Text section:
------------------------------------

This paper proposes a novel method named reverse greedy (RG) method. The first word stands for the process that we add nodes one by one to an empty network, which is inverse to the usual process that removes nodes from the original network. The second word emphasizes that we choose the nodes added by minimizing the size of the largest component. Empirical analyses on eighteen real networks show that RG performs remarkably better than well-known state-of-the-art methods.

Algorithms

The core of the RG algorithm is the reverse process, which adds nodes one by one to an empty network while minimizes the cost function until all nodes in the considered network are added. Then, nodes are ranked inverse to the order of additions, that is to say, the later added nodes are more important in maintaining the network connectivity. Denote \(G(V,E)\) the original network under consideration, where \(V\) and \(E\) are the sets of nodes and edges, respectively. This paper focuses on simple networks, where the weights and directions of edges are ignored, and the self loops are not allowed. The reverse process starts from an empty network \({G}_{0}({V}_{0},{E}_{0})\), where \({V}_{0}=\varnothing \) and \({E}_{0}=\varnothing \). At the \((n+1)\)th time step, one node from the remaining set \(V-{V}_{n}\) is selected to add into the current network \({G}_{n}({V}_{n},{E}_{n})\) to form a new network of \((n+1)\) nodes, say \({G}_{n+1}({V}_{n+1},{E}_{n+1})\). Note that, all progressive networks \({G}_{n}\) (\(n=0,1,2,\cdots \ ,N\), with \(N\) being the size of the original network \(G\)) in the process are induced subgraphs of \(G\). For example, \({G}_{n}\) is consisted of all edges in \(G\) with both two ends belonging to \({V}_{n}\). According to the greedy strategy, the selected node \(i\) should minimize the size of the largest component in \({G}_{n+1}\). If there are multiple nodes satisfying this condition, we will choose the one with the help of another structural feature of the node \(i\) in \(G\) (e.g., degree, betweenness, and so on). Therefore, the cost function can be defined as

$$cost(i,n+1)={G}_{n+1}^{\max }(i)+\varepsilon f(i),$$
(1)

where \({G}_{n+1}^{\max }(i)\) is the size of the largest component after adding node \(i\) into \({G}_{n}\), \(f(i)\) is a certain structural feature of node \(i\) in \(G\), and \(\epsilon \) is a very small positive parameter and has no effect on the results of RG as long as \(\epsilon \ast maxf(i) < 1\) is guaranteed. The parameter \(\epsilon \) works only when \({G}_{n+1}^{\max }(\bullet )\) are indistinguishable for multiple nodes. At each time step, we add the node minimizing the cost function into the network, and if there are still multiple nodes with the minimum cost, we will select one of them randomly. This process stops after \(N\) time steps, namely all nodes are added with \({G}_{N}\equiv G\). An illustration of such process in a small network is shown in Fig. 1.

------------------------------------

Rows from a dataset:
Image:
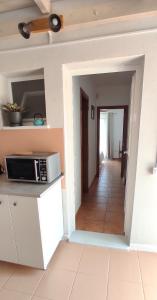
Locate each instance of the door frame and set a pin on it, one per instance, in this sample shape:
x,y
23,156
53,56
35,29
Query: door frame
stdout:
x,y
107,107
106,65
84,147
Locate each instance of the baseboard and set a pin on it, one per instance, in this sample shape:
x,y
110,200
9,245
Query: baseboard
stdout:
x,y
143,247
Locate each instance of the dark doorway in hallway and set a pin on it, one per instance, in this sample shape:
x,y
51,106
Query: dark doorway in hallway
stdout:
x,y
102,208
84,103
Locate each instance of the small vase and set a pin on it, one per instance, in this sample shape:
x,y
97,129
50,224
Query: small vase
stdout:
x,y
15,118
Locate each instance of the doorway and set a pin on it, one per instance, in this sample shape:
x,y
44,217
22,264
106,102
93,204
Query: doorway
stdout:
x,y
102,199
69,72
84,102
112,136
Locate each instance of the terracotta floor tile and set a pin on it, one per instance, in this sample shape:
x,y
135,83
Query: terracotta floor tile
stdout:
x,y
89,288
118,290
90,225
95,261
124,266
150,292
12,295
56,285
24,280
105,195
67,257
148,264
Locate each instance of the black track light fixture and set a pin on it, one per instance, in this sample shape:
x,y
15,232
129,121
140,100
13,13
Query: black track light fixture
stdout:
x,y
53,22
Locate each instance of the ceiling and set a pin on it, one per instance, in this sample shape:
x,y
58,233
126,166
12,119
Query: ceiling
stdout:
x,y
9,5
116,78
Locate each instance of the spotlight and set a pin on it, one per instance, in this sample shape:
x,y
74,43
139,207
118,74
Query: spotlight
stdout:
x,y
24,29
53,22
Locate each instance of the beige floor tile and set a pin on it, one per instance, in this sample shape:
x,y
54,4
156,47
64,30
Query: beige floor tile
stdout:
x,y
87,287
148,263
6,270
94,261
24,280
12,295
118,290
124,265
67,257
56,285
150,292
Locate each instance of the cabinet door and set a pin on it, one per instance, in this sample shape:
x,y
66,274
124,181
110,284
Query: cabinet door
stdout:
x,y
7,244
27,230
51,220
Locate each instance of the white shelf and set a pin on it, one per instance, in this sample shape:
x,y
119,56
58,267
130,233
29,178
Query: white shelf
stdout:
x,y
24,127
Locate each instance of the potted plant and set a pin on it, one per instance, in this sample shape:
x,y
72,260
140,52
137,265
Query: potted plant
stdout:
x,y
14,112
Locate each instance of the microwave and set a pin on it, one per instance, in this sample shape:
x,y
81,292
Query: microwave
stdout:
x,y
34,167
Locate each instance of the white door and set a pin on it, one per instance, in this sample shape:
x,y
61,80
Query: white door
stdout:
x,y
7,243
27,230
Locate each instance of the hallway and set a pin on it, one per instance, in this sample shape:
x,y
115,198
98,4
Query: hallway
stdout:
x,y
102,209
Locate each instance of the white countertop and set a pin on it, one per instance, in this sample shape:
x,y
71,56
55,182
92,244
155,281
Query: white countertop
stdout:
x,y
24,189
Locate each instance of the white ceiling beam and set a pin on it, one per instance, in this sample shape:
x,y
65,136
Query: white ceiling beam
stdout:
x,y
44,5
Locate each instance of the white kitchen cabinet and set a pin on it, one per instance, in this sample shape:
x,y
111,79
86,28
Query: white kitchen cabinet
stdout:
x,y
36,227
7,244
26,224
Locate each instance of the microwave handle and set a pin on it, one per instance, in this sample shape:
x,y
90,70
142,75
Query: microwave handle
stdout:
x,y
36,171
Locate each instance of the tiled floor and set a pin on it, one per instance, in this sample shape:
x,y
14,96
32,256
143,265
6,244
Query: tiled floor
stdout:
x,y
79,272
102,209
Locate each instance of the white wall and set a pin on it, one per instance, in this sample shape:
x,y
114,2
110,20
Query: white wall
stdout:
x,y
86,85
128,46
3,94
113,95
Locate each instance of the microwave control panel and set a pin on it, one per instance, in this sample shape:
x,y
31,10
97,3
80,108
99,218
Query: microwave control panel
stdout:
x,y
42,170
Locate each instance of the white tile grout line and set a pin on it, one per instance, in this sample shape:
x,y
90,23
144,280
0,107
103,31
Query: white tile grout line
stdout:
x,y
44,274
108,275
76,271
144,296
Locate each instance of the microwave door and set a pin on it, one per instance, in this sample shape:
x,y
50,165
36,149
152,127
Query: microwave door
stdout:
x,y
22,169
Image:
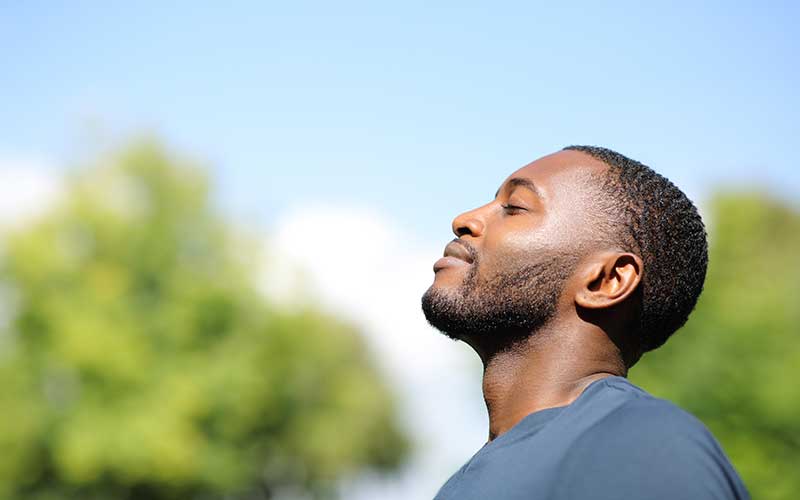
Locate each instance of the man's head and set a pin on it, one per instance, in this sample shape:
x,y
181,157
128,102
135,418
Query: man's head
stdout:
x,y
585,232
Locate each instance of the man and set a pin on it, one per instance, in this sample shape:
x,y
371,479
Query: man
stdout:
x,y
584,261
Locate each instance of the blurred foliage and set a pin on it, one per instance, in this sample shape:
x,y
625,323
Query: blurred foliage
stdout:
x,y
138,360
735,364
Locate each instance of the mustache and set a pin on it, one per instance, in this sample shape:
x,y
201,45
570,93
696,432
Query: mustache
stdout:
x,y
473,253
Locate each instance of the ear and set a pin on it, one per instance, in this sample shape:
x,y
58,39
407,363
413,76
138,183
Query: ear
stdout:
x,y
609,279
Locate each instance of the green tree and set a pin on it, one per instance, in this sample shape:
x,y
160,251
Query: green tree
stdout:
x,y
139,361
735,364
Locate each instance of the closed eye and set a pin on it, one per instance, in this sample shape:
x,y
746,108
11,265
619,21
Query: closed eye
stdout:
x,y
513,209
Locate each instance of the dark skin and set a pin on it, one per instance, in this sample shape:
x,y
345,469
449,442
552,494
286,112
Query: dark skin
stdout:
x,y
549,204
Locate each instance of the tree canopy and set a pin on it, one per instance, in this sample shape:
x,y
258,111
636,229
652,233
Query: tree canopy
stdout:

------------------------------------

Directives:
a - According to the text on the reverse greedy method, what happens when several nodes still share the minimum cost at a time step?
b - Pick up the text on the reverse greedy method after its last sentence and carry it forward.

Outputs for the tasks:
a - One of them is selected at random.

b -
Figure 1
figure 1

The process of RG in a network with six nodes. Here we use degree as the feature \(f\) and for convenience in the later description we set \(\epsilon =0.01\) (note that, \(\epsilon \) should be positive yet small enough and it is set to be \(1{0}^{-7}\) in the later experiments). Initially, the network is empty. At the first time step, \({G}_{1}^{\max }({v}_{1})={G}_{1}^{\max }({v}_{2})={G}_{1}^{\max }({v}_{3})={G}_{1}^{\max }({v}_{4})={G}_{1}^{\max }({v}_{5})={G}_{1}^{\max }({v}_{6})\ =\ 1\), and \(cost({v}_{1},1)=1.04\), \(cost({v}_{2},1)=1.03\), \(cost({v}_{3},1)=1.03\), \(cost({v}_{4},1)=1.03\), \(cost({v}_{5},1)=1.03\), \(cost({v}_{6},1)=1.02\). Therefore, we add node \({v}_{6}\) into the network because \(cost({v}_{6},1)\) is the smallest. In the second time step, \({G}_{2}^{\max }({v}_{1})={G}_{2}^{\max }({v}_{2})={G}_{2}^{\max }({v}_{3})=1\), and \({G}_{2}^{\max }({v}_{4})={G}_{2}^{\max }({v}_{5})=2\), so we only compare three candidates \({v}_{1}\), \({v}_{2}\) and \({v}_{3}\). Since \(cost({v}_{1},1)=1.04\), \(cost({v}_{2},1)=1.03\) and \(cost({v}_{3},1)=1.03\), we randomly select a node from \(\{{v}_{2},{v}_{3}\}\). Here we choose \({v}_{2}\) for example. Repeat this process until all nodes are added into the network. Finally, we get the ranking of nodes as \(\{{v}_{4},{v}_{5},{v}_{1},{v}_{3},{v}_{2},{v}_{6}\}\), in an inverse order of the additions. The symbol \(n\) in the bottom of each plot stands for the corresponding time step.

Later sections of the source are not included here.